TASK 1> According to the article on refined Gromov-Witten invariants, what three kinds of techniques do these invariants employ?

EXTRACT PROVIDED>

===

Refined Gromov-Witten Invariants

Updated 31 January 2026

Refined Gromov-Witten invariants are enhanced curve-counting numbers that integrate additional structures like q-refinements and λ-class insertions to capture subtle geometric and arithmetic data.
They employ combinatorial, tropical, and orbifold techniques to relate algebro-geometric moduli spaces with deformation formulas and integrable hierarchies.
This framework underpins modern mirror symmetry and degeneration studies by linking modularity properties and holomorphic anomaly equations to refined enumerative invariants.

Refined Gromov-Witten invariants are enhancements of classical Gromov-Witten theory that insert new structure, such as cohomological, equivariant, tropical, or combinatorial data, into enumerative curve counting. These refinements often encode subtle geometric, arithmetic, or representation-theoretic information, especially in contexts such as mirror symmetry, moduli spaces of sheaves, and log/tropical geometry. This article surveys the principal approaches to refined Gromov-Witten invariants, highlighting structural frameworks, calculation techniques, integrable hierarchies, modularity properties, and deformation principles.

===

RECORDS SUPPLIED>
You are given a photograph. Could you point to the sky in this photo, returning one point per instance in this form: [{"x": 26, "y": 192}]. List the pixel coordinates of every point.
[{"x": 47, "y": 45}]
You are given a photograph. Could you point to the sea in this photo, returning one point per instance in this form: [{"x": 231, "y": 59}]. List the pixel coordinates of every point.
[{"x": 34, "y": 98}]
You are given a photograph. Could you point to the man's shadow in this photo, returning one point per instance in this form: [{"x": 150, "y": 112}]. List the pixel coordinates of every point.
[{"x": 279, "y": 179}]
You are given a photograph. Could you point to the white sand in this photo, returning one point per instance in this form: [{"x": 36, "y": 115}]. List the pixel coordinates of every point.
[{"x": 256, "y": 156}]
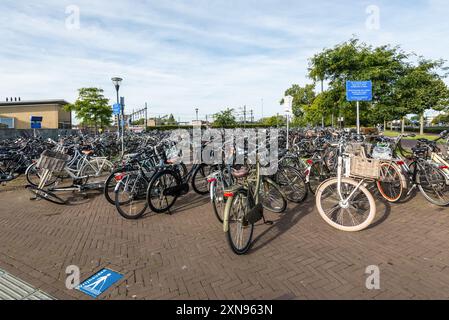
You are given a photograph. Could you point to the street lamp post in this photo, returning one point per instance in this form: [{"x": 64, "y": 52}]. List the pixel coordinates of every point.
[{"x": 117, "y": 83}]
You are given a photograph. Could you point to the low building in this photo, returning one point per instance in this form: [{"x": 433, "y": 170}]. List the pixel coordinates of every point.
[{"x": 17, "y": 114}]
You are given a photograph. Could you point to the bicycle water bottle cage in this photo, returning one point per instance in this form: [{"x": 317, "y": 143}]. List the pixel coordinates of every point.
[
  {"x": 420, "y": 151},
  {"x": 255, "y": 215},
  {"x": 88, "y": 152},
  {"x": 240, "y": 174}
]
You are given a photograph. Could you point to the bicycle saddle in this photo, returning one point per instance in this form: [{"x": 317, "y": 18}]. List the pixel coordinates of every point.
[{"x": 240, "y": 174}]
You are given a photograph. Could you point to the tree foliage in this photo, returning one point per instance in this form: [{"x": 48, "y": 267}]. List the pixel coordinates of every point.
[
  {"x": 400, "y": 86},
  {"x": 92, "y": 108},
  {"x": 225, "y": 118}
]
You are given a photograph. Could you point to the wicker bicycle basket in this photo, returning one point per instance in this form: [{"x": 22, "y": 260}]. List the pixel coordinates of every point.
[
  {"x": 365, "y": 168},
  {"x": 53, "y": 161}
]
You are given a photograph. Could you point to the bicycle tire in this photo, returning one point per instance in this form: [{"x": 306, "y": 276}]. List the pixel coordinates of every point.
[
  {"x": 218, "y": 213},
  {"x": 125, "y": 208},
  {"x": 230, "y": 204},
  {"x": 157, "y": 186},
  {"x": 295, "y": 189},
  {"x": 438, "y": 201},
  {"x": 318, "y": 174},
  {"x": 393, "y": 191},
  {"x": 200, "y": 173},
  {"x": 272, "y": 187},
  {"x": 331, "y": 184}
]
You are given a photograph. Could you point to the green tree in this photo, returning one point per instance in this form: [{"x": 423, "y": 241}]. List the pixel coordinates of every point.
[
  {"x": 353, "y": 60},
  {"x": 422, "y": 88},
  {"x": 171, "y": 120},
  {"x": 273, "y": 121},
  {"x": 92, "y": 108},
  {"x": 225, "y": 118}
]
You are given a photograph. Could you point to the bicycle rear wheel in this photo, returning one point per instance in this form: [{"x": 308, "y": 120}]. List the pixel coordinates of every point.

===

TASK 2> Reproduce only the part of the listing from the line containing "You are given a photograph. Could you point to the wicker" through the end of the listing, requests included. Multiply every x and y coordinate in the answers by 2.3 and round to whole numbers, halves up, leaving the requests and their format samples unchanged.

FULL RESPONSE 1> Combinatorial, tropical, and orbifold techniques.

FULL RESPONSE 2>
You are given a photograph. Could you point to the wicker bicycle basket in this photo, returning one point per instance in this form: [{"x": 22, "y": 260}]. List the pixel coordinates of every point.
[
  {"x": 840, "y": 386},
  {"x": 122, "y": 370}
]
You are given a photograph. Could you point to the bicycle tire in this photo, returning one point per instance in this form: [{"x": 306, "y": 276}]. List the pixel coordinates of every point.
[
  {"x": 501, "y": 490},
  {"x": 288, "y": 478},
  {"x": 529, "y": 469},
  {"x": 361, "y": 428},
  {"x": 679, "y": 435},
  {"x": 1007, "y": 462},
  {"x": 731, "y": 400},
  {"x": 904, "y": 439},
  {"x": 460, "y": 398},
  {"x": 626, "y": 430},
  {"x": 761, "y": 423}
]
You are given a photograph. Could you point to the green tree in this photo, returning one point per instance in this form: [{"x": 423, "y": 241}]. List the pixel coordinates of every point.
[
  {"x": 812, "y": 138},
  {"x": 971, "y": 202},
  {"x": 393, "y": 276},
  {"x": 628, "y": 278},
  {"x": 212, "y": 248},
  {"x": 518, "y": 271}
]
You are given a photograph. Could you point to the bicycle rear wheel in this photo, returning one point per instance in this form: [{"x": 308, "y": 120}]. List the pixel coordinates of every point.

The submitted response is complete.